>> BEGIN Record extracts

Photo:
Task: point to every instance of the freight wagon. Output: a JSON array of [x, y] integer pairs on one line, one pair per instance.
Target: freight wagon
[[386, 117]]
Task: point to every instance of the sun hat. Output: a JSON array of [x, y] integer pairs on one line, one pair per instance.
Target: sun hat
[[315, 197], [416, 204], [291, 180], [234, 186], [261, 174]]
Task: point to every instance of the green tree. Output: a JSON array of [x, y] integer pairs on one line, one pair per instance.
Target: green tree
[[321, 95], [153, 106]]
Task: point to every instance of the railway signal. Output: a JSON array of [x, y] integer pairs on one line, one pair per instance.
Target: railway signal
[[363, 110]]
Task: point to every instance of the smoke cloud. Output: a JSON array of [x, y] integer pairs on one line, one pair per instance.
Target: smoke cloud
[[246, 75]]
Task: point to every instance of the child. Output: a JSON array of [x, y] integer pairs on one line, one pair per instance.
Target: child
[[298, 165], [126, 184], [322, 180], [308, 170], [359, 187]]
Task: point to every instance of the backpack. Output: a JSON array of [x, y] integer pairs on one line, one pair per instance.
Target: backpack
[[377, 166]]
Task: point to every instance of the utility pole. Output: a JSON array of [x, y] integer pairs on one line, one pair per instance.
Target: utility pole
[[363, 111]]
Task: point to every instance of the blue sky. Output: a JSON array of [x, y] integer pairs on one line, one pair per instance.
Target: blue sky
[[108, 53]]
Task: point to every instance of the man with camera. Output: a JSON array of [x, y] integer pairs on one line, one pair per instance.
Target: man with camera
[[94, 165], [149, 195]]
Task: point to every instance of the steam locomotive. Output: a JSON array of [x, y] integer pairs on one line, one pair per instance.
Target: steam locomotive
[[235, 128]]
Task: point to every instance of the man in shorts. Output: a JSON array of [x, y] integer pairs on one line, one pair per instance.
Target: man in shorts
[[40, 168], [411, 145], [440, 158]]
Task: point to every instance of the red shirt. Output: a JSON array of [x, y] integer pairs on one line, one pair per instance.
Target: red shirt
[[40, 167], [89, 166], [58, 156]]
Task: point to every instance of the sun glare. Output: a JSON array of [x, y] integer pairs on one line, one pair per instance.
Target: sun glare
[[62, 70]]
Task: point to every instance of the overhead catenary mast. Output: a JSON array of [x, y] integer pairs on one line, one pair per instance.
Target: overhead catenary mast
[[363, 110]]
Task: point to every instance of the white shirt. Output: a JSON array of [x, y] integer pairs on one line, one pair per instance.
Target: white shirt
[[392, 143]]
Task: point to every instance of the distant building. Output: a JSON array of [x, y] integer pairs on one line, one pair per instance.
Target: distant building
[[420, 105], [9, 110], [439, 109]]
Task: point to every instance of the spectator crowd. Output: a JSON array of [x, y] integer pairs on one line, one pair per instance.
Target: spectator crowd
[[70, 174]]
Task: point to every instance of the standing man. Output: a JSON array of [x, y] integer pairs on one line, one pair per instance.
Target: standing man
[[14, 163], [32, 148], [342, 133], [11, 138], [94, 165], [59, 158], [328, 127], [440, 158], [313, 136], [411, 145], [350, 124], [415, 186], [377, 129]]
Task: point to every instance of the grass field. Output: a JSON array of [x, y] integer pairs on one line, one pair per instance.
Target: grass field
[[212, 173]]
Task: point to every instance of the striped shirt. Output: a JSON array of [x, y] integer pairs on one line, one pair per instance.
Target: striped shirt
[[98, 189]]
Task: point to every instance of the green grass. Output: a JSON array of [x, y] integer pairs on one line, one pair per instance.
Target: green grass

>> END Record extracts

_Short task:_
Please extract exactly, and only, the lines from the line containing "Task: point to every instance of the spectator" through the last line of the records.

_Solution to this exercise:_
Task: point to every instance of the spectator crowd. Output: a JSON array of [x, y] integer pairs on one line, one pair per instance.
Target: spectator crowd
[[70, 174]]
Task: point to every instance of the standing man. Output: a JSON array of [x, y] integer pairs on one line, one pair per instance.
Target: standing man
[[14, 163], [32, 148], [342, 133], [11, 138], [94, 165], [59, 158], [328, 127], [440, 158], [313, 136], [411, 145], [350, 124], [415, 186], [377, 129]]
Task: point to every instance of the grass field. Output: a JSON array of [x, y] integer pairs on one line, one pair per instance.
Target: grass field
[[212, 173]]
Task: point to every instance of the striped shirt. Output: a JSON array of [x, y] integer pairs on one line, one pair per instance.
Target: striped shirt
[[98, 189]]
Task: point to every instance of the green grass. Output: a JSON array of [x, y] integer pairs on one line, one pair per instance.
Target: green grass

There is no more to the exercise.